### Problem requirements
Reproduce every line of the material below, but drop the pictures.
Start of Supplied data
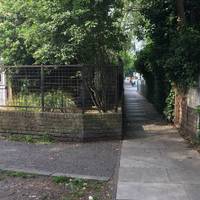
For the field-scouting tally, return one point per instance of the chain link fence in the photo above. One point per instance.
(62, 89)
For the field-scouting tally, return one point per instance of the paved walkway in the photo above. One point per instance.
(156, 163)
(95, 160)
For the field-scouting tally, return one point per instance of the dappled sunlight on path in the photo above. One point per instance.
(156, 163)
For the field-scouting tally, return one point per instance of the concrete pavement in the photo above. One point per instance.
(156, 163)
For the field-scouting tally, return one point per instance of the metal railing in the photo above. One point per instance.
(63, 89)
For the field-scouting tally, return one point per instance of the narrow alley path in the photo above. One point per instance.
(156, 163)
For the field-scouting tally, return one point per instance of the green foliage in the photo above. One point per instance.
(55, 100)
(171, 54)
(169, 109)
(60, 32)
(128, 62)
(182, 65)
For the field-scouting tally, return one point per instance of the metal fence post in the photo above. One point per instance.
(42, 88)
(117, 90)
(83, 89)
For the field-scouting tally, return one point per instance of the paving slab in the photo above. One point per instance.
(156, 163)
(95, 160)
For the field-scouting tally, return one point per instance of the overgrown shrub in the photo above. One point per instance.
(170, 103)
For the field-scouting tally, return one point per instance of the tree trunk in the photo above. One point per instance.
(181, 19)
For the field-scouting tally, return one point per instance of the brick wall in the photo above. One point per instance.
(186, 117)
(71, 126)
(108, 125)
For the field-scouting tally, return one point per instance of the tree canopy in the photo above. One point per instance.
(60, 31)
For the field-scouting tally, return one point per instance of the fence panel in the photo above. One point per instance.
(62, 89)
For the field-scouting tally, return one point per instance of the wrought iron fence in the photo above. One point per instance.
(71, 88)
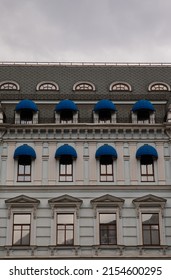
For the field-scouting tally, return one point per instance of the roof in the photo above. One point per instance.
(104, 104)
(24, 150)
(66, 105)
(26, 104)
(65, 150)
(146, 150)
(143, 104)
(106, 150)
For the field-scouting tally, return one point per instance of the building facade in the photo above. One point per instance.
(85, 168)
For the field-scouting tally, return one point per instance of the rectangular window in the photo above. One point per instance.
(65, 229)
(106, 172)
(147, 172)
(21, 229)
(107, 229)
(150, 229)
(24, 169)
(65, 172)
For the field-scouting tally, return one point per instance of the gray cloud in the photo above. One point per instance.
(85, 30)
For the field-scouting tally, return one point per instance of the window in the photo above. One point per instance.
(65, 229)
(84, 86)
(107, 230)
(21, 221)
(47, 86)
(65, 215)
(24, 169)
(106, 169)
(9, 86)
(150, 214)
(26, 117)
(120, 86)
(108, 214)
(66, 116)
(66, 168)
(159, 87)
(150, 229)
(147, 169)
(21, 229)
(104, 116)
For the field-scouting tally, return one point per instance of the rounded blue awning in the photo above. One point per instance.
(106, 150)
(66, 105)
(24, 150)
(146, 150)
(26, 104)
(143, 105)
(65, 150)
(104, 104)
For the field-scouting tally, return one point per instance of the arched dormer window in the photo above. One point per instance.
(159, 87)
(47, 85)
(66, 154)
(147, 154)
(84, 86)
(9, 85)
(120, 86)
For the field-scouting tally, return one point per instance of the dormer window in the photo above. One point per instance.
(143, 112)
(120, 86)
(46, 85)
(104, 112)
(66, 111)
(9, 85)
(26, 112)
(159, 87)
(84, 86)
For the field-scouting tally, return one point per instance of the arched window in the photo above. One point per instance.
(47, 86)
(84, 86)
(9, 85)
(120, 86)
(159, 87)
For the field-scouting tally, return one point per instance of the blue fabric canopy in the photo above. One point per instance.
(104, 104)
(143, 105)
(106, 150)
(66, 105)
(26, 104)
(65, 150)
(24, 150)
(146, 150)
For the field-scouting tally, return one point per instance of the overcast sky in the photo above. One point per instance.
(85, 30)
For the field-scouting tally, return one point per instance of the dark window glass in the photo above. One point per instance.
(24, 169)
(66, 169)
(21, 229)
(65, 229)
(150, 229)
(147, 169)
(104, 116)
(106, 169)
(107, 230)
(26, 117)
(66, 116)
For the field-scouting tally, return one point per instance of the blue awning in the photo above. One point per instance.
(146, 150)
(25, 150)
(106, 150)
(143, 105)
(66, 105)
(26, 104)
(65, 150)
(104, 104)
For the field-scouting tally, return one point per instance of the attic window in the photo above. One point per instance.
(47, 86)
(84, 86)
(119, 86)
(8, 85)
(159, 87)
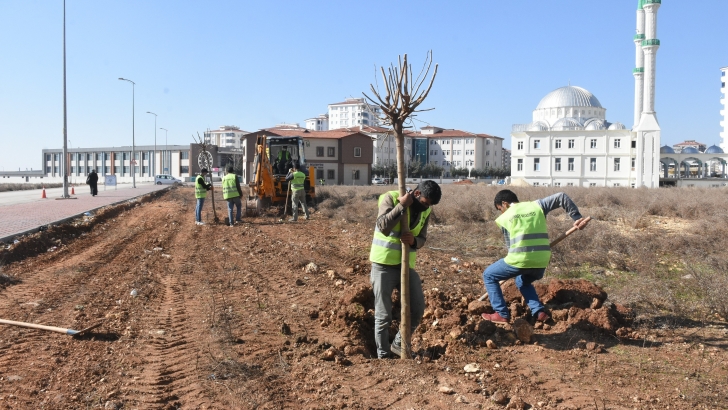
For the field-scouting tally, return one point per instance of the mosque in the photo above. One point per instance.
End of Supplied data
### Result
For the field-scouting tally, return one point per instance of the chain link fence in the photo above. One point per instance.
(62, 89)
For the field-scouting tally, return one point per instance of the paved walkway in the photo above. One point per instance.
(156, 163)
(95, 160)
For the field-scouting tally, return one point per instance of the dappled sunlight on path in the photo above. One point per instance.
(156, 163)
For the field-scouting tally, return one point per instance of the concrete pavement in the photo above. One point per instance.
(156, 163)
For the field-scouting tally, return one point per instance of the metal railing in the photo above. One point per instance.
(63, 89)
For the field-scouting tally, return one point per instance of the narrow alley path in the photo above. One point per instance.
(156, 163)
For the field-scouting tally, return one point per instance of the green foliage in the photo above. One point per instance.
(55, 100)
(171, 54)
(169, 109)
(60, 32)
(128, 62)
(182, 65)
For the field-scouting tally, return one point per instance of the metal fence post in the photo above. One point per instance.
(42, 88)
(117, 90)
(83, 89)
For the field-scouting tally, return one point per instance of the paving slab in the photo above. One point per instance.
(156, 163)
(95, 160)
For the field-scouting tally, return one point per instance of the overgrown shrub in the photo above. One point per instance.
(170, 103)
For the field-scouting tally, return one point per instance of the tree trunk in the photo above. One point per instance.
(181, 19)
For the field-scouting tally, return one point per instance of the brick wall in the photo above. One point per instance.
(186, 117)
(71, 126)
(108, 125)
For the field-scouting tally, return one point per instance of the tree canopy in the photo above. One point per instance.
(60, 31)
For the field-scouting tally, return one point per instance of the fence panel in the photo above. One point per instance.
(62, 89)
For the field-scouting tally, return one point per instance of the wrought iron fence in the photo above. One point per instance.
(71, 88)
For the field-scouting tally, return one point per instance of the roof in the photo above. One point per instance.
(104, 104)
(24, 150)
(66, 105)
(26, 104)
(65, 150)
(146, 150)
(143, 104)
(106, 150)
For the field-scouting tally, return one point per instance of the building facade in the photo above. One point per instance.
(85, 168)
For the field-scouting tally, return one point per instance of the rectangular window in the photo above. One point per instance.
(65, 229)
(106, 172)
(147, 172)
(21, 229)
(107, 229)
(150, 229)
(24, 169)
(65, 172)
For the field-scouting tally, return one point per instance of the gray cloud in the photo above. One point per instance.
(85, 30)
For the field-scouting tally, return one point per instance of the window in the photo above. One point per instance.
(65, 229)
(84, 86)
(107, 230)
(21, 221)
(47, 86)
(65, 215)
(24, 169)
(106, 169)
(9, 86)
(150, 214)
(26, 117)
(120, 86)
(108, 214)
(66, 116)
(66, 168)
(159, 87)
(150, 229)
(147, 169)
(21, 229)
(104, 116)
For the field-scouting tally, return one point per instance of the rounded blue awning in the photo above. One point per instance.
(106, 150)
(66, 105)
(24, 150)
(146, 150)
(26, 104)
(143, 105)
(65, 150)
(104, 104)
For the field-scouting tally, return one point per instance of the arched dormer window in the photo above. One point per instance.
(159, 87)
(47, 85)
(66, 154)
(147, 154)
(84, 86)
(9, 85)
(120, 86)
For the field-scouting tally, return one point per instance of the dormer window in the photo above. One point per instance.
(143, 112)
(120, 86)
(46, 85)
(104, 112)
(66, 111)
(9, 85)
(26, 112)
(159, 87)
(84, 86)
For the field-scouting tally, return one point per instance of the arched window in the photo above. One point per instance.
(47, 86)
(84, 86)
(9, 85)
(120, 86)
(159, 87)
For the field-scouting tally, return one point per instance of the blue fabric canopy in the photo above. One point per instance.
(104, 104)
(143, 105)
(106, 150)
(66, 105)
(26, 104)
(65, 150)
(24, 150)
(146, 150)
For the field-scouting tally, return one point per instance of the overcast sky in the photo above. One point per instance.
(85, 30)
For the field-scouting tally, return one point per instance of the dark window glass in the photo above. One point per instance.
(24, 169)
(66, 169)
(21, 229)
(65, 229)
(150, 229)
(147, 169)
(104, 116)
(106, 169)
(107, 230)
(26, 117)
(66, 116)
For the field-scouting tally, return one point per instance of the blue awning in the photo above. One point per instance.
(146, 150)
(25, 150)
(106, 150)
(143, 105)
(66, 105)
(26, 104)
(65, 150)
(104, 104)
For the field-scouting tally, return one point per instance of the attic window in the photo above. One point per instance.
(47, 86)
(84, 86)
(119, 86)
(8, 85)
(159, 87)
For the field-scouting tally, return one point per instance of the mosque in the photo above. One point per instance.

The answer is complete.